* **Task inputs**:
§ §
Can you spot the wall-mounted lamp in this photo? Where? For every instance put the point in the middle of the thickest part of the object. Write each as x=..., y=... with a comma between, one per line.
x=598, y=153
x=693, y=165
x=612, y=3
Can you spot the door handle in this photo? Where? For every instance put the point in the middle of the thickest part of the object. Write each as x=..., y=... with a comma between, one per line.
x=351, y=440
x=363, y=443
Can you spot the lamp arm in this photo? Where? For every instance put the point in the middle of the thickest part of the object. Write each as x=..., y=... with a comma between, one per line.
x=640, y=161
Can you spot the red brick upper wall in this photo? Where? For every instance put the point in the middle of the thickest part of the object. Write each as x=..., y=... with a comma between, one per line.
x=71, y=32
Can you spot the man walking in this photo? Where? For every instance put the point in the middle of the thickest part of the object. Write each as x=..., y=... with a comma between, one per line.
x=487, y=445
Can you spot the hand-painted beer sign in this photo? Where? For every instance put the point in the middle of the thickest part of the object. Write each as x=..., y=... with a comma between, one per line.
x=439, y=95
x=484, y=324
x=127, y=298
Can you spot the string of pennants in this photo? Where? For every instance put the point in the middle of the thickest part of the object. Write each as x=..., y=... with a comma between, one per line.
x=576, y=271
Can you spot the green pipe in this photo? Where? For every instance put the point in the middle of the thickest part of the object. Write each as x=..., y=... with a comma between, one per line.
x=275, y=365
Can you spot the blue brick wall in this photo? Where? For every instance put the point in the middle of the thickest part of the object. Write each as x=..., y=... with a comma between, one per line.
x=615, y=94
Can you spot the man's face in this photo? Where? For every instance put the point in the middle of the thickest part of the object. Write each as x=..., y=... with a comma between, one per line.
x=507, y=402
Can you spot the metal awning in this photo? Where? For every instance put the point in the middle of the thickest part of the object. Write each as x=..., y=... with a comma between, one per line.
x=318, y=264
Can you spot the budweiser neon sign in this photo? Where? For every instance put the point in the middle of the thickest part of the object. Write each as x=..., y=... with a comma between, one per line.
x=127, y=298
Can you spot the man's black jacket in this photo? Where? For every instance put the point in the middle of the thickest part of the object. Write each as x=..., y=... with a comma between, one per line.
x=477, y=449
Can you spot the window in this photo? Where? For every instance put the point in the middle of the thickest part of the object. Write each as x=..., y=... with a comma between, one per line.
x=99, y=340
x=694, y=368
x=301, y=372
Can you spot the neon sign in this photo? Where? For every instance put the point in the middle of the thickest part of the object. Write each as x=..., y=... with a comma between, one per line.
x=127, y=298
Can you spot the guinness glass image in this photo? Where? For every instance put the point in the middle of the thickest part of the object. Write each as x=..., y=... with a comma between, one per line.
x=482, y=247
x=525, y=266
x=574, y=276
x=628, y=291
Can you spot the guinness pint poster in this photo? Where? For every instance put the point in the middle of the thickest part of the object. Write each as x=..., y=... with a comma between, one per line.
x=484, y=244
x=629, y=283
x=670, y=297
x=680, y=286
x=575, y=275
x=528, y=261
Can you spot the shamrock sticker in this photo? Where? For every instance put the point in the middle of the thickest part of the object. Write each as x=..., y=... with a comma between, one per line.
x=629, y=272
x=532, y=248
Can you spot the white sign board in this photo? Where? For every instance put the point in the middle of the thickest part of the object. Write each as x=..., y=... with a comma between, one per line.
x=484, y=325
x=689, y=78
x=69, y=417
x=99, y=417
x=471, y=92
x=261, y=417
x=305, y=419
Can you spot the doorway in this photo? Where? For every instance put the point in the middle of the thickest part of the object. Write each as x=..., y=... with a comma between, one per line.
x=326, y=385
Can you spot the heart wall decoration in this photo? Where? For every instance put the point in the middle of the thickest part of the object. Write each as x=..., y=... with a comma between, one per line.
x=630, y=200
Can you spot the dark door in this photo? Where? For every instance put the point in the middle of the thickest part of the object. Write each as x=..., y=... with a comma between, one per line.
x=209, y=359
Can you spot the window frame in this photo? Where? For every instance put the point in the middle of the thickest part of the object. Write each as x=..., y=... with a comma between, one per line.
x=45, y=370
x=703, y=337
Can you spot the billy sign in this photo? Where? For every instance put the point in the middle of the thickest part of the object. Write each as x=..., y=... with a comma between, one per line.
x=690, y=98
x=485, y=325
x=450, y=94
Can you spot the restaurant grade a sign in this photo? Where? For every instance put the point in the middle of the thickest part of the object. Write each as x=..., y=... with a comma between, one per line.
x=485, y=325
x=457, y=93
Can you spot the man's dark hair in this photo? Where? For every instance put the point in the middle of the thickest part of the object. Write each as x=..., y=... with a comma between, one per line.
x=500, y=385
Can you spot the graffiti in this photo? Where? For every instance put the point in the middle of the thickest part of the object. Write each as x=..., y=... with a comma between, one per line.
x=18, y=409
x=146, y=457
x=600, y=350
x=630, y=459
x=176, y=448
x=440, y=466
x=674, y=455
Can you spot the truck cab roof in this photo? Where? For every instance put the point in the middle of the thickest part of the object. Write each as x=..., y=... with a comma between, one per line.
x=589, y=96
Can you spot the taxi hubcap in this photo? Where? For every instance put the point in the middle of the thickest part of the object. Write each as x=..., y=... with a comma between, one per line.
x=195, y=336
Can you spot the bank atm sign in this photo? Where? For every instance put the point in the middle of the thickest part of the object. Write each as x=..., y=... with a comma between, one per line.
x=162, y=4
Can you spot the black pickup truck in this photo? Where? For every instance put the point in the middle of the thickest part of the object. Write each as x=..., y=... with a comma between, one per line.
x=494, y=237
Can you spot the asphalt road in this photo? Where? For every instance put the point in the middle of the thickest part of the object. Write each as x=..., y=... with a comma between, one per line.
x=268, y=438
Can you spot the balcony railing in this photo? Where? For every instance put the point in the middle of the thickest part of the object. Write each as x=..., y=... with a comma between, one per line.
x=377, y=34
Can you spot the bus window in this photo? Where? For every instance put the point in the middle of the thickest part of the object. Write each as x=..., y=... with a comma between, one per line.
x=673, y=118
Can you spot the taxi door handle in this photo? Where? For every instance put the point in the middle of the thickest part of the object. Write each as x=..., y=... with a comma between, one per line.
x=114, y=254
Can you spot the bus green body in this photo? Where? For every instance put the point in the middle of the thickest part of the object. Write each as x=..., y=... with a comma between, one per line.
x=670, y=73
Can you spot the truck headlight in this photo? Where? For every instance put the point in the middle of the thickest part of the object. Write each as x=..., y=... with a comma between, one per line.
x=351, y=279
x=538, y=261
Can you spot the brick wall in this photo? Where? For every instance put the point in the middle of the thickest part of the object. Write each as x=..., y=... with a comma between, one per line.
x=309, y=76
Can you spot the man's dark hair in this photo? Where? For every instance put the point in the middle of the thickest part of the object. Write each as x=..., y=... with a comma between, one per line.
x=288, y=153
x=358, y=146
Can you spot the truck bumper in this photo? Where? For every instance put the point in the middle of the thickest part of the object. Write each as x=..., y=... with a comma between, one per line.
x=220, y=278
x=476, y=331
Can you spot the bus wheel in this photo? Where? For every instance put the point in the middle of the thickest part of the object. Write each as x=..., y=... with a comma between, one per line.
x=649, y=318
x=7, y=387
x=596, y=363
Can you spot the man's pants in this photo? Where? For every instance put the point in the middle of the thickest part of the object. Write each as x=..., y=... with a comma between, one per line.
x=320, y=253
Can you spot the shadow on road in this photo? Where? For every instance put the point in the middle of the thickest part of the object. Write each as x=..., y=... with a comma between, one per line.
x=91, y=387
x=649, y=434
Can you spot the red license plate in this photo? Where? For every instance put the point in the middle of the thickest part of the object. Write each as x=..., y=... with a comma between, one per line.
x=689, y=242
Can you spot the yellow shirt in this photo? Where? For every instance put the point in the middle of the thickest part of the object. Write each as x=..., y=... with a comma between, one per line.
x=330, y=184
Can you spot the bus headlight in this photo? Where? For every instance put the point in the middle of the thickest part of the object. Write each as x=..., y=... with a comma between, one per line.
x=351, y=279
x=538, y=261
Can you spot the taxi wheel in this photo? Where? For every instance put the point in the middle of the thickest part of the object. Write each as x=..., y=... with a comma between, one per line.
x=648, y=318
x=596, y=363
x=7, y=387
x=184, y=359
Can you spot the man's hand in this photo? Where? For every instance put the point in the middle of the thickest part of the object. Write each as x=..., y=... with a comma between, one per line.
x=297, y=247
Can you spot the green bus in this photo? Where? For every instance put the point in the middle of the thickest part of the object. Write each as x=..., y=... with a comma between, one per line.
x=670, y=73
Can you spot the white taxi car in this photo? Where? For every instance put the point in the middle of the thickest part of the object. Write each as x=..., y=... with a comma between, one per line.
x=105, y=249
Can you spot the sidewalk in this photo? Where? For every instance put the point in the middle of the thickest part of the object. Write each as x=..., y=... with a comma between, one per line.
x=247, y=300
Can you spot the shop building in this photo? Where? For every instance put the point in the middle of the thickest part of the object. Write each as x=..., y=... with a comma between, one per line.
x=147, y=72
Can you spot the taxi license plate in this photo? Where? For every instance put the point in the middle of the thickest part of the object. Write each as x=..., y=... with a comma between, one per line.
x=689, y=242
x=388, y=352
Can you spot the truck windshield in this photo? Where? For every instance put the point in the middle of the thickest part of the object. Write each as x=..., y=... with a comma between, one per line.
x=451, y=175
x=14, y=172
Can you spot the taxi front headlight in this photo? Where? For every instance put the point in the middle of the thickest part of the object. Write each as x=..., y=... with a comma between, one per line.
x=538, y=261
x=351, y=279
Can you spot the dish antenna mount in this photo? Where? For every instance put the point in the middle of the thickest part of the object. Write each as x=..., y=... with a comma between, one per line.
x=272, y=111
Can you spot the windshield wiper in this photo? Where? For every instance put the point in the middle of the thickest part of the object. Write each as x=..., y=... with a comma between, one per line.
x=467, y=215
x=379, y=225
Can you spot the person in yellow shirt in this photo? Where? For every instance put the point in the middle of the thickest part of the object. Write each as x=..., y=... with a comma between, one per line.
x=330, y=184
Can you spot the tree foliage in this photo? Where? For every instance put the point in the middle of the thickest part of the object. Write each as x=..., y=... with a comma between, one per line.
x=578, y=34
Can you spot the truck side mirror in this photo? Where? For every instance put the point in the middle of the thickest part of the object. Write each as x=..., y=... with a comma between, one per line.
§ §
Transcribe exactly the line containing "Can you spot the taxi front" along with all later lines of the material, through its last line. Add nothing.

* **Response to this task**:
Can you spot the taxi front headlight in this photo? Where? For every instance put the point in the middle of the thickest part of the object. Write each as x=..., y=... with a comma between, one per line.
x=538, y=261
x=351, y=279
Can you spot the dish antenna mount in this photo? Where? For every instance put the point in the middle of the thickest part of the object. Write each as x=..., y=... with a comma between, one per line.
x=272, y=111
Can you spot the windshield wiper in this photo? Where? For every instance put the point in the middle of the thickest part of the object. Write each as x=..., y=... with a comma between, one per line.
x=467, y=215
x=379, y=225
Can you spot the person in yellow shirt in this photo? Where? For every instance put the point in the middle of the thickest part of the object. Write each as x=..., y=... with a comma between, one per line.
x=330, y=184
Can you spot the tree foliage in this photo? Where? For every instance put the point in the middle of the thickest part of the object. Write each as x=..., y=... with a comma between, one per line.
x=578, y=34
Can you spot the truck side mirror in this photo? Where? For every instance put the point in the middle of the thickest part of the object. Write each as x=..., y=... with a comma between, one per line.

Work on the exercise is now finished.